▶ **What to produce**
In the entries that follow, the lines from the one with "costume. Keep it snug." through the one with "petal. Keep it snug." are the ones to write out, exactly and with both ends included. Nothing else should appear.

╭──

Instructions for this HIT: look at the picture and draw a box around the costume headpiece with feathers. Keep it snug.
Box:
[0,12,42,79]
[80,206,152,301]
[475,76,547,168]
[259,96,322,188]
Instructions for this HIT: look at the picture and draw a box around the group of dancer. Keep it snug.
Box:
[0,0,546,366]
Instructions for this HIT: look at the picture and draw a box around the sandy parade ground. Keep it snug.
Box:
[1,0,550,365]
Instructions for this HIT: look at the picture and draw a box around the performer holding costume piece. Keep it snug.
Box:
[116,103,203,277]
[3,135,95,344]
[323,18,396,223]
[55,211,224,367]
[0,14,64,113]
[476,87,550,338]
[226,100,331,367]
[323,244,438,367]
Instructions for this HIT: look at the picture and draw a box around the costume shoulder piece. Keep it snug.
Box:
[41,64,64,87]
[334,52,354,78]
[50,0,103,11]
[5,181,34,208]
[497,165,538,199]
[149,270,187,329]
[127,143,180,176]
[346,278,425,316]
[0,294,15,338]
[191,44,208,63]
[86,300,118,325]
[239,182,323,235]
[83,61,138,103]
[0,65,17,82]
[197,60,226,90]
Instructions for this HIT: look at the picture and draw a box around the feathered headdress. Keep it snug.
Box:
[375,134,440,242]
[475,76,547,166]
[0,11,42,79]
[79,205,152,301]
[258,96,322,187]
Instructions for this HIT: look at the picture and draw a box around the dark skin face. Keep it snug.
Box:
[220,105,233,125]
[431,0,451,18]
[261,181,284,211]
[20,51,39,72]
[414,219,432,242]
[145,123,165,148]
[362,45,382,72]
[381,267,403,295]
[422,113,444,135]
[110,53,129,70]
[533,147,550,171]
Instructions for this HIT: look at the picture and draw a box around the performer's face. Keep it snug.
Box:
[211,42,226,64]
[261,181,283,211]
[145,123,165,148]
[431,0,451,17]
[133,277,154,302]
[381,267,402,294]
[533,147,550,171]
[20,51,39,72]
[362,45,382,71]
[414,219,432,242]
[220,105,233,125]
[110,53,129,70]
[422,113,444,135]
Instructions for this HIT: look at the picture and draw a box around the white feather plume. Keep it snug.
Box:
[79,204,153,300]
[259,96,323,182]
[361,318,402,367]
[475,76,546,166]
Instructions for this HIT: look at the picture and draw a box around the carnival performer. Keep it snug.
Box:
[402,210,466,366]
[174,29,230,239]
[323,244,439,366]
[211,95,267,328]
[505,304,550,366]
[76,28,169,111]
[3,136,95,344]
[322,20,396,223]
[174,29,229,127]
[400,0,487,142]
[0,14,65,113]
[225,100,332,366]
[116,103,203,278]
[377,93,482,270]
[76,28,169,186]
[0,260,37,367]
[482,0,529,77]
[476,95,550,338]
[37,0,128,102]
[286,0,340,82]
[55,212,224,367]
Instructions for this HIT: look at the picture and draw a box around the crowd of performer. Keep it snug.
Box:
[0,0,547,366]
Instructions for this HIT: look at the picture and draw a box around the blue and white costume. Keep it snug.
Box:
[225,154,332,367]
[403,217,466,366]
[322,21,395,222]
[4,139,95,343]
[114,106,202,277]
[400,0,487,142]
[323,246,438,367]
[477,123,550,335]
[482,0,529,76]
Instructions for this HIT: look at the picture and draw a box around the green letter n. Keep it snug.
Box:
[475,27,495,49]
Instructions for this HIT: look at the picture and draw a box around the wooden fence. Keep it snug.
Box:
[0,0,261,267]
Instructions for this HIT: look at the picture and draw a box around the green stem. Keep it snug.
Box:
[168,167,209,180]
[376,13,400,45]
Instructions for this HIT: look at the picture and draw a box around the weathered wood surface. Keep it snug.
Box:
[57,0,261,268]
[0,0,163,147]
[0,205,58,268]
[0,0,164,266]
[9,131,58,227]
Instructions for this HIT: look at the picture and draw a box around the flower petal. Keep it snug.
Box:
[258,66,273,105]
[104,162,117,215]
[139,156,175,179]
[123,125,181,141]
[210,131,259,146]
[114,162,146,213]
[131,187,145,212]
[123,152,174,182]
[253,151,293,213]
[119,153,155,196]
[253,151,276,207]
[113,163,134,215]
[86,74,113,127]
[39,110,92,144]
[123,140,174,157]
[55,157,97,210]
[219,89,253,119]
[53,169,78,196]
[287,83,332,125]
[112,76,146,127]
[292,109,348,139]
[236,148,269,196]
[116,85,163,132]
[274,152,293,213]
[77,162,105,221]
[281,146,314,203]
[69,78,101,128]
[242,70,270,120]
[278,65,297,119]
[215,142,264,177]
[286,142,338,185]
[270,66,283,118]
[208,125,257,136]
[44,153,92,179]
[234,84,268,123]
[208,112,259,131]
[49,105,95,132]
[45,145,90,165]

╰──

▶ **Task output**
Instructions for this HIT: look at the picture and draw a box around the blue and white costume. Keep it snug.
Box:
[225,154,332,367]
[403,217,466,366]
[322,21,395,222]
[4,139,95,343]
[114,106,202,277]
[400,0,487,142]
[323,246,438,367]
[477,123,550,335]
[482,0,529,76]
Instructions for this HIT: look at the picture and draw a box around the green letter n. Keep it snug.
Box:
[475,27,495,49]
Instructions for this HIT: look at the picture and draw a box around the wooden fence. Keep it snug.
Box:
[0,0,261,267]
Instructions for this HIT: look at the picture and draw a box around the green stem. Keep it snug.
Box:
[168,167,209,180]
[376,13,400,45]
Instructions for this HIT: look at the picture and draw a box around the weathered wood surface. Keep it snug.
Box:
[57,0,261,268]
[0,0,163,147]
[0,205,58,268]
[0,0,164,266]
[9,131,58,227]
Instructions for this HIT: look at the picture and draw a box around the flower petal. Keep it snug.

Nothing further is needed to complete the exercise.